## YOUR GOAL
Rewrite the lines starting with the line containing "Exercise. Mark every instance of the rough bark" and going on through the line containing "[(654, 365), (857, 551), (972, 390), (648, 503), (765, 582)]", replacing "rough bark surface" with "coarse bark surface" and leaving everything else unchanged.

## RECORDS
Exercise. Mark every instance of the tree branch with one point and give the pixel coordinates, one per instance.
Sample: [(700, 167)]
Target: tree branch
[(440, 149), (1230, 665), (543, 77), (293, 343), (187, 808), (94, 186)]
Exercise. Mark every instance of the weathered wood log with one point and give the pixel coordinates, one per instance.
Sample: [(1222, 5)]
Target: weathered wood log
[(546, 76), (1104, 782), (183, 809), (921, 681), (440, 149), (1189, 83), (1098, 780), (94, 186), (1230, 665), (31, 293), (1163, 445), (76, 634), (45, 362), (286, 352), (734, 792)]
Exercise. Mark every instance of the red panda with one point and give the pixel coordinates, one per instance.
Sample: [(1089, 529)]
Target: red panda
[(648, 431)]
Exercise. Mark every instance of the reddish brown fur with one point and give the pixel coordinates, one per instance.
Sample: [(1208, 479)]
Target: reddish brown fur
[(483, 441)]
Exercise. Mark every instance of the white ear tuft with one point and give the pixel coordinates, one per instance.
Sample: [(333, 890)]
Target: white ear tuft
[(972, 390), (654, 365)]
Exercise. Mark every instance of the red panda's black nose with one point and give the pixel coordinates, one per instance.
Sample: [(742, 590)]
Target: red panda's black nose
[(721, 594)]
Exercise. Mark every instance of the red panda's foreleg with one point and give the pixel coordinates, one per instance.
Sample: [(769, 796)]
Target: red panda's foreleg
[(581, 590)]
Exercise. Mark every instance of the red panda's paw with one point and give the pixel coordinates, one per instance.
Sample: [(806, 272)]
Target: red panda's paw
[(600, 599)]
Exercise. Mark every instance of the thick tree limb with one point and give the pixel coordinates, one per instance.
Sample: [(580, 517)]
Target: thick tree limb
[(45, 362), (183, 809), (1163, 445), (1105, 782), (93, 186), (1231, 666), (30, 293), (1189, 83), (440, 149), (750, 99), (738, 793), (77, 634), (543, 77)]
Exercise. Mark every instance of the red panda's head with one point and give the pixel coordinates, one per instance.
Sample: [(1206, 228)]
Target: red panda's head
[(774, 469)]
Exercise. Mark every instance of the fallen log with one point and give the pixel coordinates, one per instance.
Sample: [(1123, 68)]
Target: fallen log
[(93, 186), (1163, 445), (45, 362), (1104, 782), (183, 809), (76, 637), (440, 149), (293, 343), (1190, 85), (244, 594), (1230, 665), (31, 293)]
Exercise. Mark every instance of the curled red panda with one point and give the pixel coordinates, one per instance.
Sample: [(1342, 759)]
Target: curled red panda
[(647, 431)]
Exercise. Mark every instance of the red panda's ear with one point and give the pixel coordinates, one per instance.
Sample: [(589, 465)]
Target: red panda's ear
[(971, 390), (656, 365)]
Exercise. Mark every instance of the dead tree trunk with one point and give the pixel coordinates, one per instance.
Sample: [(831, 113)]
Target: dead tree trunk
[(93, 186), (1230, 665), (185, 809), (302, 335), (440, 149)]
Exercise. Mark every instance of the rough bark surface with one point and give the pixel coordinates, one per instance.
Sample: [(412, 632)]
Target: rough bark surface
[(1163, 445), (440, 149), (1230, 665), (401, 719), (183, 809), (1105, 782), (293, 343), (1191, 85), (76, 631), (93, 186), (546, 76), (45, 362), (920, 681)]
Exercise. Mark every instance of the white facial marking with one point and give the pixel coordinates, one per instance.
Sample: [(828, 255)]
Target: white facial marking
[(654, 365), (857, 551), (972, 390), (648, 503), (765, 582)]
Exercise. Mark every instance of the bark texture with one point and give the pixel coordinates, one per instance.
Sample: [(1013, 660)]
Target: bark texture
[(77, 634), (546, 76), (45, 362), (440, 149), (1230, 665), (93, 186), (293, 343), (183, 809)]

--

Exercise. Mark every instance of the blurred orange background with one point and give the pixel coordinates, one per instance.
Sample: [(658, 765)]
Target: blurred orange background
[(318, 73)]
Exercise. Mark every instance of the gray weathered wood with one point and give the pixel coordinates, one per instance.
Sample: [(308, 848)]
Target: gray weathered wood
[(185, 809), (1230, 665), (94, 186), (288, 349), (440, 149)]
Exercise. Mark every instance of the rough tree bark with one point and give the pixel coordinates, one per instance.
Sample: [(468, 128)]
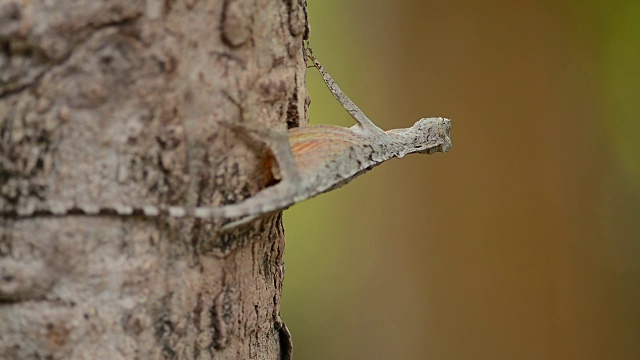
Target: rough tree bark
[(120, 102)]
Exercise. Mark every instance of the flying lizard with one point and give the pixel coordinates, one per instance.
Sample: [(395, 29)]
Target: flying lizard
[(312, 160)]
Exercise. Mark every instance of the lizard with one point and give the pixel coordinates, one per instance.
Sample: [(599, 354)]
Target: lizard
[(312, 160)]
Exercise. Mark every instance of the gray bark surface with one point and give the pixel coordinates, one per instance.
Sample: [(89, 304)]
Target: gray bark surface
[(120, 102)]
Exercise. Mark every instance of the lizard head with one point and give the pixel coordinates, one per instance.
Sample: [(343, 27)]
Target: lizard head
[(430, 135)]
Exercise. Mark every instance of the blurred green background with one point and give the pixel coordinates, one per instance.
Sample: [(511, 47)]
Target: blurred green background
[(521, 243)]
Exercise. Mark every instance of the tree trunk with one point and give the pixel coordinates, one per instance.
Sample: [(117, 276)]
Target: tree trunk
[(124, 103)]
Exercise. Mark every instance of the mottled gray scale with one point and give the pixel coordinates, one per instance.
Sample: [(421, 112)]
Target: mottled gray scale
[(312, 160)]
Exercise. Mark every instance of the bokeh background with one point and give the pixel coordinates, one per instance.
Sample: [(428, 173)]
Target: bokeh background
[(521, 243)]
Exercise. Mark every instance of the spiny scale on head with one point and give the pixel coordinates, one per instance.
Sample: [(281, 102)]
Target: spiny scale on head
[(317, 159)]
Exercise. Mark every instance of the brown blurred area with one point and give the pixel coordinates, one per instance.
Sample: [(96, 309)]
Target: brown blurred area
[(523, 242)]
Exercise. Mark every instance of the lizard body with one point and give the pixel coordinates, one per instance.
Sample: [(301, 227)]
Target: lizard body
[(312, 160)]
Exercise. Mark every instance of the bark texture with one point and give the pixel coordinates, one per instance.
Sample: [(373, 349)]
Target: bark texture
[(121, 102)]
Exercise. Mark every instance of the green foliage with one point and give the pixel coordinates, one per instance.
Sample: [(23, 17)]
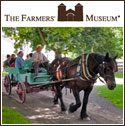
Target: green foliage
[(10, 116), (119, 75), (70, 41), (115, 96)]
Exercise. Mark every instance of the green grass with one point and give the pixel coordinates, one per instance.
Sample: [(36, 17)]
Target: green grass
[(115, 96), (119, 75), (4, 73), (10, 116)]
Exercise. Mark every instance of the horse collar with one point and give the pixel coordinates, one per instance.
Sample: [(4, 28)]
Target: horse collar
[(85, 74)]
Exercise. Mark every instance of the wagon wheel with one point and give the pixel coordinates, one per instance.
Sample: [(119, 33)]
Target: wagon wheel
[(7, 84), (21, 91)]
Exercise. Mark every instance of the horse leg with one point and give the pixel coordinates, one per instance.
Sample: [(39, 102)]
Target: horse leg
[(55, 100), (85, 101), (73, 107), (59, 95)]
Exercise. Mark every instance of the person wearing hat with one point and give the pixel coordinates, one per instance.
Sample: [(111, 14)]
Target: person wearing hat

---

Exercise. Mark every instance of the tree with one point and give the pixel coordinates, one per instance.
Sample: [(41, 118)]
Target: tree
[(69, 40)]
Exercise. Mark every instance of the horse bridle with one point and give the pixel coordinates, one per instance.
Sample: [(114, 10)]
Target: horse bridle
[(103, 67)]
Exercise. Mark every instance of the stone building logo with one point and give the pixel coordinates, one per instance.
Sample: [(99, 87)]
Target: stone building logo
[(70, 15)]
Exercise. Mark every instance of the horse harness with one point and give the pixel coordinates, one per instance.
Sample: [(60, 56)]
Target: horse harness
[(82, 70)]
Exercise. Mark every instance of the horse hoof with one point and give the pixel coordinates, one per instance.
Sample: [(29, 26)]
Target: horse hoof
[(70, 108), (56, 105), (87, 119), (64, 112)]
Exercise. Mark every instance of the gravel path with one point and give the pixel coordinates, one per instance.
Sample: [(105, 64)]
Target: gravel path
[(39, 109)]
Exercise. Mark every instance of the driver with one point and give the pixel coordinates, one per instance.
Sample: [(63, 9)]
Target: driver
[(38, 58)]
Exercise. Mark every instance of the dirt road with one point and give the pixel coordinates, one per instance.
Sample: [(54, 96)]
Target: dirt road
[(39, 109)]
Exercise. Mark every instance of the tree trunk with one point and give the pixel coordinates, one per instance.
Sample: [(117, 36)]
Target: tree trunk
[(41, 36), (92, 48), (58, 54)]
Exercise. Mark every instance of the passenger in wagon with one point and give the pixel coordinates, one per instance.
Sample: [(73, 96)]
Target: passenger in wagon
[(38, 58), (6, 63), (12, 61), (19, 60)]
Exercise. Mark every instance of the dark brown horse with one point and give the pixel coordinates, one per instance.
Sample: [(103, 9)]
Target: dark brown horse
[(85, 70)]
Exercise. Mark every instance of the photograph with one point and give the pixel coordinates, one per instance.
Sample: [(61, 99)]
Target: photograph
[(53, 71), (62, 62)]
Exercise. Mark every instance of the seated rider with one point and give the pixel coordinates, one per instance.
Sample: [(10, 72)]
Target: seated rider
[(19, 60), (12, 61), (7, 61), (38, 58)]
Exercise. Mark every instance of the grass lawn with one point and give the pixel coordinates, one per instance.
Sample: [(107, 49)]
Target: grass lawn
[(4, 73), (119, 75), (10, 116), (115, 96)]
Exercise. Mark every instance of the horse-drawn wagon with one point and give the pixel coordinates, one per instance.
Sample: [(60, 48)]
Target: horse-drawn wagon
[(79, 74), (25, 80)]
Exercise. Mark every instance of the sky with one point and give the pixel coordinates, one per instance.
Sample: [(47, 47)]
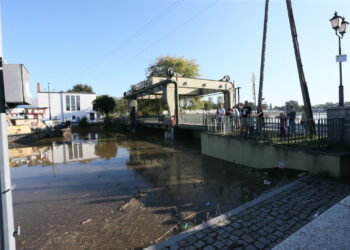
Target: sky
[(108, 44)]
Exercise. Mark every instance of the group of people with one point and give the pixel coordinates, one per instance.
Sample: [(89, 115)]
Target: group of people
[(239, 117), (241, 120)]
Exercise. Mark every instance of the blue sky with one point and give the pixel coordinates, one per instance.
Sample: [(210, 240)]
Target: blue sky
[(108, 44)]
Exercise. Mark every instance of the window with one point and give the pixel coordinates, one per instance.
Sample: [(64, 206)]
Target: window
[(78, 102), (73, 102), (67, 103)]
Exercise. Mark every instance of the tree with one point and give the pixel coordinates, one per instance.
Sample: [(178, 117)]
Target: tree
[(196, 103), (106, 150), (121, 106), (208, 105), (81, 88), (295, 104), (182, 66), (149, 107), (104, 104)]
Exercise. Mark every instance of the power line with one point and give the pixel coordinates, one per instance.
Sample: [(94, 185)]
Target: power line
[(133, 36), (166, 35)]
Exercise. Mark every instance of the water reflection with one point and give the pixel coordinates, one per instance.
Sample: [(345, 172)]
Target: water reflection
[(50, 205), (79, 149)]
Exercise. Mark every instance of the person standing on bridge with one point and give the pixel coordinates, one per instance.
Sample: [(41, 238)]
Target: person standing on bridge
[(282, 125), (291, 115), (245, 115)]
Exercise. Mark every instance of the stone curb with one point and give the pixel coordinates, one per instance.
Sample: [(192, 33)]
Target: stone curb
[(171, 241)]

## WORKED ANSWER
Exercise. Mark every instance of the coarse bark surface with one point and give the pixel coordinates, one per instance.
Sample: [(412, 632)]
Target: coarse bark surface
[(1163, 445), (440, 149), (1230, 665), (401, 719), (183, 809), (1105, 782), (293, 343), (1191, 85), (76, 631), (93, 186), (546, 76), (45, 362), (920, 681)]
Exercise. Mark every instance of the white facial marking with one point and give the pixel coordinates, one per instance.
Sample: [(828, 255)]
Target: white facial marking
[(654, 365), (857, 551), (972, 390), (648, 503), (765, 582)]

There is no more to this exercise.